Collected data -
#####

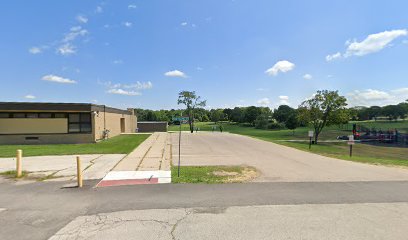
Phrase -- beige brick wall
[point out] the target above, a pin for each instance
(47, 138)
(112, 124)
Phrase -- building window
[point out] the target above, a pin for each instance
(60, 115)
(79, 123)
(4, 115)
(45, 115)
(18, 115)
(32, 115)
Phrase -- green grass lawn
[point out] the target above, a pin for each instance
(212, 174)
(122, 144)
(366, 153)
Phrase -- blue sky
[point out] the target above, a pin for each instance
(232, 53)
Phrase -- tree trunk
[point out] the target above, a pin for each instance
(191, 121)
(316, 136)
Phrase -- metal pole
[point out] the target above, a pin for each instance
(178, 169)
(19, 169)
(79, 172)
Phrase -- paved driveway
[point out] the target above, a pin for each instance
(94, 166)
(277, 163)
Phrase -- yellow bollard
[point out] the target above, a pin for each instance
(19, 169)
(79, 172)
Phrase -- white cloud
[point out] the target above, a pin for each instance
(175, 73)
(123, 92)
(35, 50)
(280, 66)
(82, 19)
(127, 24)
(370, 97)
(307, 76)
(66, 49)
(373, 42)
(334, 56)
(283, 100)
(29, 96)
(262, 89)
(132, 89)
(139, 85)
(264, 102)
(74, 33)
(57, 79)
(118, 61)
(403, 91)
(99, 9)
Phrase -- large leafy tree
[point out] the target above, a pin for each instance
(191, 101)
(283, 113)
(251, 113)
(323, 109)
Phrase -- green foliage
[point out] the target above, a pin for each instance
(292, 121)
(122, 144)
(276, 126)
(191, 101)
(251, 113)
(324, 109)
(283, 113)
(262, 121)
(216, 115)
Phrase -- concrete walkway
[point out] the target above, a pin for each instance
(149, 163)
(276, 163)
(62, 168)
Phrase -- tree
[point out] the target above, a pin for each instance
(251, 113)
(237, 115)
(325, 108)
(191, 101)
(283, 113)
(216, 115)
(393, 112)
(292, 122)
(262, 121)
(228, 113)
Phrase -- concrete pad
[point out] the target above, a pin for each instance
(94, 166)
(363, 221)
(276, 163)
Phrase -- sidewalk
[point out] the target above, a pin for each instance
(149, 163)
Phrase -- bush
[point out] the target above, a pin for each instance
(276, 125)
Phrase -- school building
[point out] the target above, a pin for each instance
(45, 123)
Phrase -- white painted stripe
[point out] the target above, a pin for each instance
(126, 175)
(164, 180)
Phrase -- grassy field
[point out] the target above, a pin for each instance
(213, 174)
(366, 153)
(122, 144)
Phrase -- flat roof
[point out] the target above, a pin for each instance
(57, 107)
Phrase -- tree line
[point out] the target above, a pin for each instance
(325, 108)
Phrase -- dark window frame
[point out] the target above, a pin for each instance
(85, 119)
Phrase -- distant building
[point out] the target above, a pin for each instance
(38, 123)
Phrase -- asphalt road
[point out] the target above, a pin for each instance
(39, 210)
(276, 163)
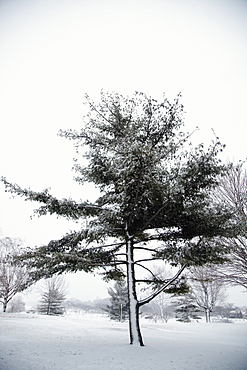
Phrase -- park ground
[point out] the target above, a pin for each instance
(85, 342)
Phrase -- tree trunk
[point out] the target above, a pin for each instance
(5, 302)
(134, 324)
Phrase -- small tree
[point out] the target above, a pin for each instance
(161, 308)
(13, 278)
(53, 296)
(16, 305)
(119, 306)
(154, 199)
(206, 290)
(186, 309)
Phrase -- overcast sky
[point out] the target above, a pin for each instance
(55, 51)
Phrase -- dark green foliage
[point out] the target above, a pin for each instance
(52, 297)
(154, 196)
(118, 308)
(186, 309)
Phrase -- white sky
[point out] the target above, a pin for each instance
(55, 51)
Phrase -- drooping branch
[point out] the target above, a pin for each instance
(155, 294)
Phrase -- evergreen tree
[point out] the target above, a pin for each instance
(119, 305)
(186, 309)
(154, 199)
(52, 297)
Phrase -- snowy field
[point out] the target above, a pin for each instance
(34, 342)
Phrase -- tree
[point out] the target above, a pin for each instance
(119, 305)
(153, 204)
(16, 305)
(232, 191)
(186, 308)
(53, 296)
(161, 308)
(13, 278)
(206, 290)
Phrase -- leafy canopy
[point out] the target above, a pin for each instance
(154, 187)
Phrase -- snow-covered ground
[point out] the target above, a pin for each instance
(34, 342)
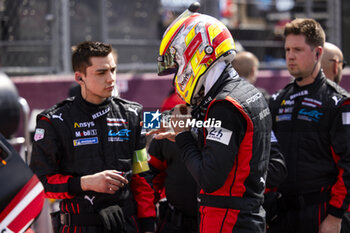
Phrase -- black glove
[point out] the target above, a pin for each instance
(113, 219)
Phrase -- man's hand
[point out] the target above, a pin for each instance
(108, 181)
(330, 224)
(178, 119)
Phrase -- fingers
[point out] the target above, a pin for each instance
(117, 176)
(169, 135)
(155, 131)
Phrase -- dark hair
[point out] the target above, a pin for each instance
(82, 53)
(310, 28)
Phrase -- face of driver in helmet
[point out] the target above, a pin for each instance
(190, 47)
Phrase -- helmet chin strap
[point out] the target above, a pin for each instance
(213, 75)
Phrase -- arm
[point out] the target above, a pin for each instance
(340, 147)
(277, 170)
(211, 165)
(158, 166)
(45, 163)
(140, 186)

#####

What to work on - Note every line of the entries in which "foliage" appears, and copy it down.

Output of the exercise -
Phrase -- green foliage
Phrase -- dark green foliage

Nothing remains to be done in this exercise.